Task inputs.
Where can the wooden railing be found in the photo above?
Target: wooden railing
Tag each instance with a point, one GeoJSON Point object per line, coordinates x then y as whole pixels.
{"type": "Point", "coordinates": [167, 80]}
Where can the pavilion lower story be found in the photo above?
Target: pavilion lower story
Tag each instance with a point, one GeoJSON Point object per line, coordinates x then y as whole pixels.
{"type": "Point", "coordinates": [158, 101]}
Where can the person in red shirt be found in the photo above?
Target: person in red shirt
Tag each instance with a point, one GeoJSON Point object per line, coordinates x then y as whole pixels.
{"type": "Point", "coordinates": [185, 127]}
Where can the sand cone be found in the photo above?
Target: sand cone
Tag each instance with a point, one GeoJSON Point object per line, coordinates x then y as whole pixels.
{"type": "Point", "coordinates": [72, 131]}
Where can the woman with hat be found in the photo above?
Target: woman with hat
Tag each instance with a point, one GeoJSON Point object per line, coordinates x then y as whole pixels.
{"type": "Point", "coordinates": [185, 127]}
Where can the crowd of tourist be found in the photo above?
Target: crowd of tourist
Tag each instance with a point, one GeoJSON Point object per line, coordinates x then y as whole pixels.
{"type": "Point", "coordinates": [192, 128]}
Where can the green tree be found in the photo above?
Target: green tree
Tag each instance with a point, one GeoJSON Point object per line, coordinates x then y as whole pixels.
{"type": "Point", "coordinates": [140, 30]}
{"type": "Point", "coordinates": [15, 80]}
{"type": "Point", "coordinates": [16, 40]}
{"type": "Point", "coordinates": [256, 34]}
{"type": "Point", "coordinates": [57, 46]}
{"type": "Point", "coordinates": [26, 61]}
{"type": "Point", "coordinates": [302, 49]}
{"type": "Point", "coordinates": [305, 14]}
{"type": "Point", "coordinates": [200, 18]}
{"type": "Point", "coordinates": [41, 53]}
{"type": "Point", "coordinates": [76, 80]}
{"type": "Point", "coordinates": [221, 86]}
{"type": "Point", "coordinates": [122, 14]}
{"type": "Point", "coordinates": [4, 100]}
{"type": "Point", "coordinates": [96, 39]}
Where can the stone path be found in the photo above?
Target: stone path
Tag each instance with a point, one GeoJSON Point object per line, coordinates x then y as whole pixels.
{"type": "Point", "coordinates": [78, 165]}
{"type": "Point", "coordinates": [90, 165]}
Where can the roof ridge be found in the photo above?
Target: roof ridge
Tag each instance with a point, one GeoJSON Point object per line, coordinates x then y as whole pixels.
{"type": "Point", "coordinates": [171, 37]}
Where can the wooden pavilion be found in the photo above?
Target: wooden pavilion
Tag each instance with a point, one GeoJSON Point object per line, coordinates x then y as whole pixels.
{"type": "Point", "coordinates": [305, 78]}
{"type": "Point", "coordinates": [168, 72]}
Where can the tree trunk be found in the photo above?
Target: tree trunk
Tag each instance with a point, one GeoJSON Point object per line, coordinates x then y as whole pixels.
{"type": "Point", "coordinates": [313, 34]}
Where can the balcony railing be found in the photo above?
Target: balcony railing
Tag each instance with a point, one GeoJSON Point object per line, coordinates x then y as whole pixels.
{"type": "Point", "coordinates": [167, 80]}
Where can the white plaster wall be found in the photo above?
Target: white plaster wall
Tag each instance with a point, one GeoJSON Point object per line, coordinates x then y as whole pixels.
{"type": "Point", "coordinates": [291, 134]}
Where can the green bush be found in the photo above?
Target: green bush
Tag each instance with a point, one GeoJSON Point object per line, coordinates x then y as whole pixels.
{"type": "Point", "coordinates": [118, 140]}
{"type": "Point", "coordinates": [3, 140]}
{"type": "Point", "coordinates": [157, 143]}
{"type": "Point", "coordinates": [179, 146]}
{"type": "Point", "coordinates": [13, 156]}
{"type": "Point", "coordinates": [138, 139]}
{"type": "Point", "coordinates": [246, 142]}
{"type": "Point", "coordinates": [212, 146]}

Activity. What lines of the material contain "roof"? Show them.

Answer area.
Where can the roof ridge be found in the photo above?
Target: roof ridge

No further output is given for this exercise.